Tujuan Tugas:
Tolong lanjutkan teks tentang model PRECEDE-PROCEED di bawah ini, mulai setelah kalimat terakhirnya.

Teks yang Diberikan:
Gambar 1 meringkas gambaran model PRECEDE-PROCEED.
Green menganalisis perilaku manusia dimulai dari tingkat kesehatan, bahwa kesehatan seseorang
atau masyarakat dipengaruhi oleh 2 faktor pokok, yaitu faktor perilaku (behavior causes) dan faktor
luar perilaku (non behavior causes). Meskipun model ini mendasarkan diri pada Model Kepercayaan
Kesehatan atau Health Belief Model dan sistem-sistem konseptual lain, namun model Precede
merupakan model sejati, yang lebih mengarah kepada upaya-upaya pragmatik mengubah perilaku
kesehatan daripada sekedar upaya pengembangan teori. Green dan rekan-rekannya menganalisis
kebutuhan kesehatan komunitas dengan cara menetapkan lima diagnosis berbeda, yaitu diagnosis
sosial, diagnosis epidemiologi, diagnosis perilaku, diagnosis pendidikan, dan diagnosis administrasi/
kebijakan.

Cuplikan Data:
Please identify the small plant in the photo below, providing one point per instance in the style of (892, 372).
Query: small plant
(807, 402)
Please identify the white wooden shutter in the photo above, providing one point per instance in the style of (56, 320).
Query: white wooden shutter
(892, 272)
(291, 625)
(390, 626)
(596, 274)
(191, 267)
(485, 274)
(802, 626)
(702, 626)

Jawaban Latihan:
Dalam aplikasinya, PRECEDE-PROCEED dilakukan bersama-sama dalam proses perencanaan,
pelaksanaan, dan evaluasi. PRECEDE digunakan pada fase diagnosis masalah, penetapan prioritas
dan tujuan program, sedangkan PROCEED digunakan untuk menetapkan sasaran dan kriteria
kebijakan, pelaksanaan, dan evaluasi. Menurut Schmidt dkk, model ini paling banyak diterima dan
telah berhasil diterapkan dalam perencanaan program-program komprehensif dalam banayak
susunan yang berlainan, serta model ini dianggap lebih berorientasi praktis. Berdasarkan pemikiran
tersebut, Lawrence Green mengusulkan perencanaan promosi kesehatan melalui PRECEDE
framework dan PROCEED framework sebagai terapi terhadap perilaku lama. Jika PRECEDE
merupakan diagnosis, PROCEED adalah terapi dalam promosi kesehatan.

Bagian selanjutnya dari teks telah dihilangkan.